TASK REQUIREMENTS -> Print out each entry below in full, exactly as given, excluding pictures.

Region pointing data
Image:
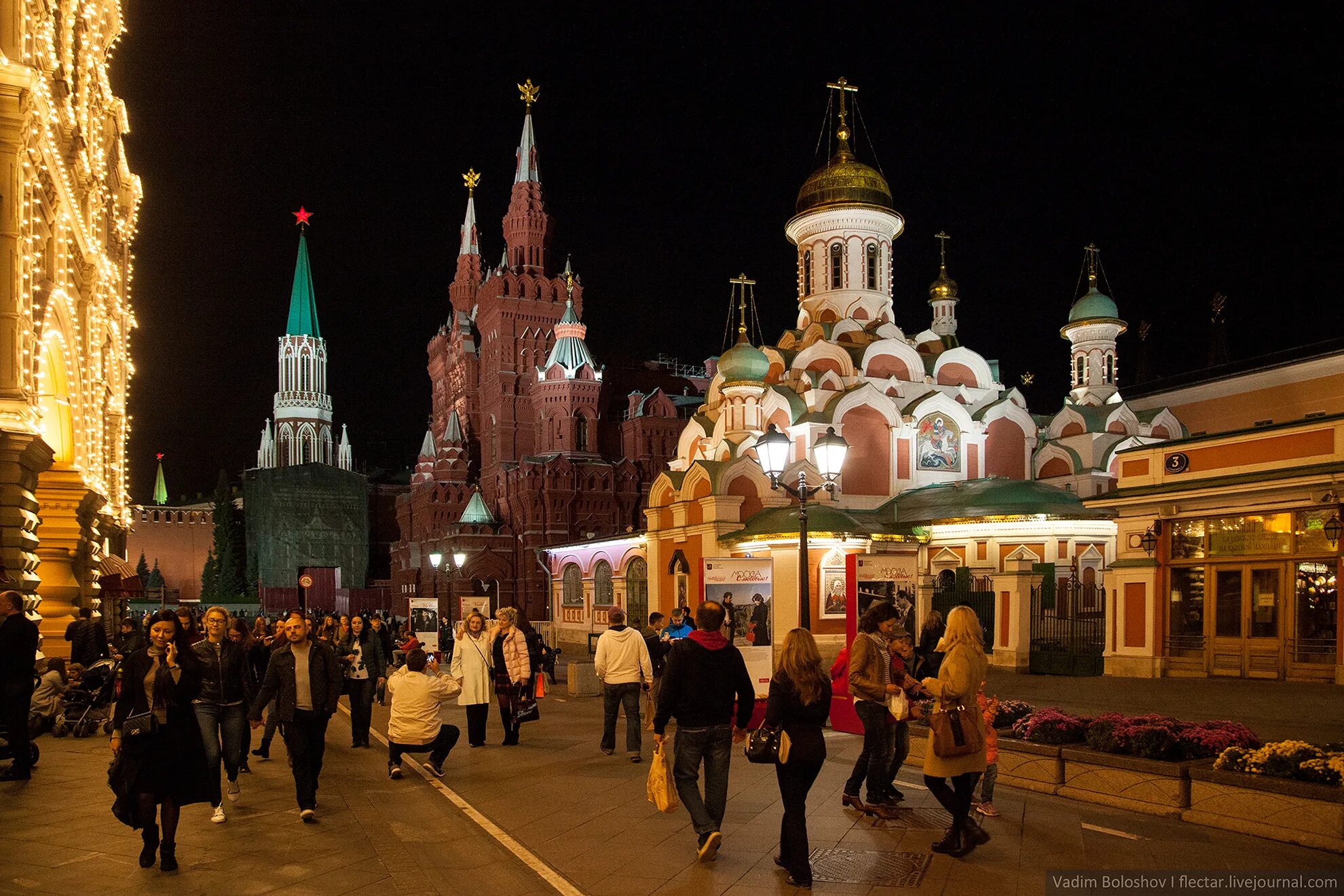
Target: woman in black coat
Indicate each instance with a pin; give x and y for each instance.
(163, 765)
(800, 702)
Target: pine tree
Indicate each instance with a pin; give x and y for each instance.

TASK OUTPUT ->
Image:
Target: woman in black coat
Indicate each instance with a pin; give x and y for each instance.
(163, 765)
(800, 702)
Target: pine tree
Indicate each instance with a pin; give x and y for each instance.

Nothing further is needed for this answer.